According to the exhibition description, in which city is the artist Behrang Karimi based?

[[ Document excerpt open ]]

The exhibition SPIT presents a series of paintings and works on paper by Iranian-born Cologne-based artist Behrang Karimi. Karimi’s practice transports to a dreamy dimension of unsettling scenes and slow contemplative moments inhabited by fictional characters. It is ironically visceral, deeply seducing, similar to a late night conversation when language leaves space to the metaphorical. When figurative, it tells stories, which acquire significance in the observer, connecting to places and moments of affection.
Smell is the strongest sense tied to memory.
When abstract, it explores art history, its fascination with nature and deconstruction, eclectically embracing diverse positions. Operating in the realm of possibilities, each work differs formally, connecting to philosophical questions, artistic attitudes, and painting discourse. But the work deliberately escapes definitions and sets itself in the poetic. Let’s spit together to ward off the evil spirits. A cathartic gesture of affirmation. Colorful and dark floral motives, sketched trees and forests recur in the work as subject matter and imaginary landscapes inhabited by ghostly figures. Nature and its rounded forms and coexisting forces. We seek support whilst discovering our differences. The body appears and disappears, detailed or abstracted, fragmented into details, employed as meaningful anchors.

[[ Document excerpt closed ]]
[[ Recorded data open ]]

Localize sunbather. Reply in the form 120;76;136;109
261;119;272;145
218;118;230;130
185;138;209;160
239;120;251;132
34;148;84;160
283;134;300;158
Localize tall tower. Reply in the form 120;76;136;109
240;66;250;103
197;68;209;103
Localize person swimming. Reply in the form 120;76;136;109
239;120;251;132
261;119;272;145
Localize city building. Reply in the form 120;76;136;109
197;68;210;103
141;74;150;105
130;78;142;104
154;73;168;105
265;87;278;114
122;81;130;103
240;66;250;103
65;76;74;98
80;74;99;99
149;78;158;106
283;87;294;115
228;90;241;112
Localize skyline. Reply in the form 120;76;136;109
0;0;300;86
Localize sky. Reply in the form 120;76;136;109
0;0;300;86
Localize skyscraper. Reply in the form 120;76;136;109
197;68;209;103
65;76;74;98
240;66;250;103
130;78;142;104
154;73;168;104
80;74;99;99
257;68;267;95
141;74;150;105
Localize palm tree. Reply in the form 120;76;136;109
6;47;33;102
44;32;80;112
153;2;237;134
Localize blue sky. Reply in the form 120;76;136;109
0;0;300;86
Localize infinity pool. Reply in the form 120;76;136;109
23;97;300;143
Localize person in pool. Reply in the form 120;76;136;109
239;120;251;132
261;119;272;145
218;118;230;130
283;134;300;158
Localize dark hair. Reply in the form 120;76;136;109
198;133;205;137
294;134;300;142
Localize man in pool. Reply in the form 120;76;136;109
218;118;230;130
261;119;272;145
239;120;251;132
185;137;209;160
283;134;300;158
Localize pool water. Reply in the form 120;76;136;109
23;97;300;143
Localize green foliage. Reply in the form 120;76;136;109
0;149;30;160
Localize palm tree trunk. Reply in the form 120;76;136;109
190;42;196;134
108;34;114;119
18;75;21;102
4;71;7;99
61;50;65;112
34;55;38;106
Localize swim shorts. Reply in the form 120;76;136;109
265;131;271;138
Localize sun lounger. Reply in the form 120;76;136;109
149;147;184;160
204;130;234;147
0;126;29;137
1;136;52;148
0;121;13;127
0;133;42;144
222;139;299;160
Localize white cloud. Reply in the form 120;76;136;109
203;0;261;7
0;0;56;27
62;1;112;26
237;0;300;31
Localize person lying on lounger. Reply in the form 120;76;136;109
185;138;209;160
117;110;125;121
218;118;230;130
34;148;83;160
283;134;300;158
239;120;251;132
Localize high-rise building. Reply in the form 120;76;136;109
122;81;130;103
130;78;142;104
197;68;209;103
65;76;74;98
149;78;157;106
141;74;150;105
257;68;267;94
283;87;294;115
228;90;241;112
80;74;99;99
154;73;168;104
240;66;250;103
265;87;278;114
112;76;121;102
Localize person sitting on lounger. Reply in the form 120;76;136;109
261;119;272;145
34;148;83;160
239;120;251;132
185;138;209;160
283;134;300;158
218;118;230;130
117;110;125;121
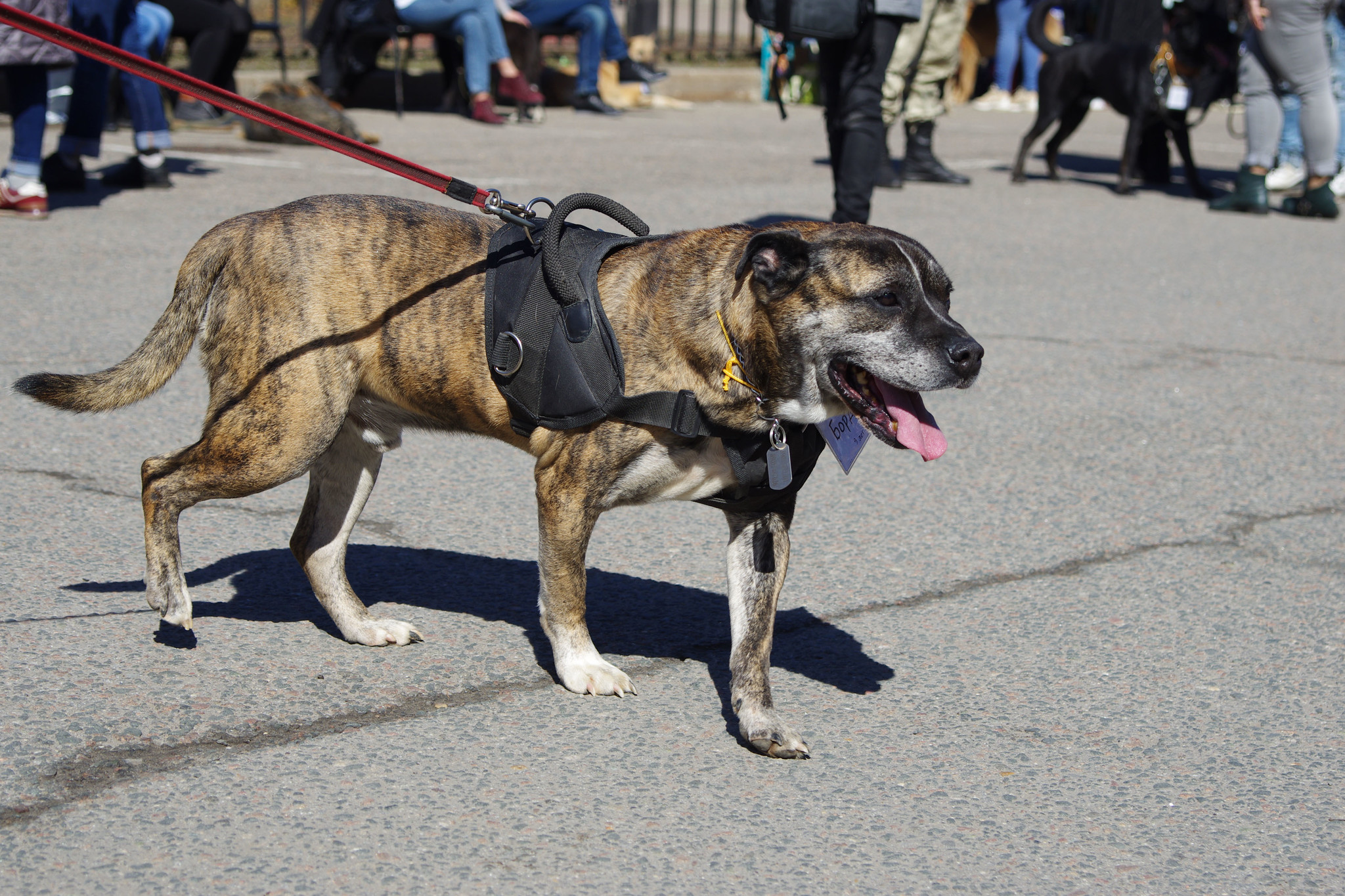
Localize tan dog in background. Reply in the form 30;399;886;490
15;196;982;757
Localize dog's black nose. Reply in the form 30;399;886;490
948;336;986;379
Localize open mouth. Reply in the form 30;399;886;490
827;362;948;461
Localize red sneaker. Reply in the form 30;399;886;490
495;73;546;106
472;96;504;125
0;177;47;218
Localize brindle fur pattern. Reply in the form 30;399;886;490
15;196;979;757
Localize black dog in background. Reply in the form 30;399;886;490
1013;0;1239;199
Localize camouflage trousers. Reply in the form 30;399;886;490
882;0;969;126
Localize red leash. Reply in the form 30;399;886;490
0;3;506;215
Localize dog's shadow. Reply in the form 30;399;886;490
64;544;894;733
1028;152;1236;198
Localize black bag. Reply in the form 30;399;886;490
748;0;871;40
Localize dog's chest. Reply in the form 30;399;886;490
611;438;737;503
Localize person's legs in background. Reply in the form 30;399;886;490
0;66;47;218
156;0;252;119
41;0;135;192
397;0;544;125
971;0;1036;112
1266;93;1304;190
102;3;172;190
1326;8;1345;196
1006;10;1041;112
818;15;909;223
889;0;971;184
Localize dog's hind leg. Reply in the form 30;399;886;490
140;408;347;629
1116;113;1145;196
1046;99;1088;180
1169;123;1214;199
289;417;421;647
725;496;808;759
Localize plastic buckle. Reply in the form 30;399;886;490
669;389;701;439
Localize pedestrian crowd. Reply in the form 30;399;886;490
0;0;1345;222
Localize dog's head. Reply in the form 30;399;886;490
737;224;984;459
1164;0;1241;109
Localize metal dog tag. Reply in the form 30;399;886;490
814;414;869;475
765;421;793;492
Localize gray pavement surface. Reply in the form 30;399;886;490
0;105;1345;896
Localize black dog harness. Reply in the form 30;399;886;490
485;194;826;513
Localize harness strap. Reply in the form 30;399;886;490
607;389;717;439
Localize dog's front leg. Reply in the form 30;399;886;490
725;496;808;759
537;466;635;697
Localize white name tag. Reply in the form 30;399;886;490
814;414;869;475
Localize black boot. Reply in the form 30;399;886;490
901;121;971;184
873;127;901;190
1209;165;1269;215
1283;181;1341;218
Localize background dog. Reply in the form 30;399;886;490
1011;0;1237;199
15;196;983;757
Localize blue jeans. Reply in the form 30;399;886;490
60;0;172;156
397;0;508;95
995;0;1041;93
1279;13;1345;168
514;0;625;94
4;66;47;179
136;0;172;56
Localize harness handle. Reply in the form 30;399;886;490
542;194;650;308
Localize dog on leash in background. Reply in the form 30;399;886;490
15;196;982;759
1011;0;1237;199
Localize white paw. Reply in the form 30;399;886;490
556;652;635;697
342;619;424;647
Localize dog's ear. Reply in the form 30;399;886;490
733;230;812;298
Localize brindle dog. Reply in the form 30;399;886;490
15;196;982;757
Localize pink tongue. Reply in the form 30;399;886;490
873;376;948;461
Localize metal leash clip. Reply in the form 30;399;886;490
481;190;556;243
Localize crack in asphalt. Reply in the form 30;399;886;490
984;333;1345;367
0;503;1345;828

[[ Recorded data closed ]]

| Exercise result |
Cologne.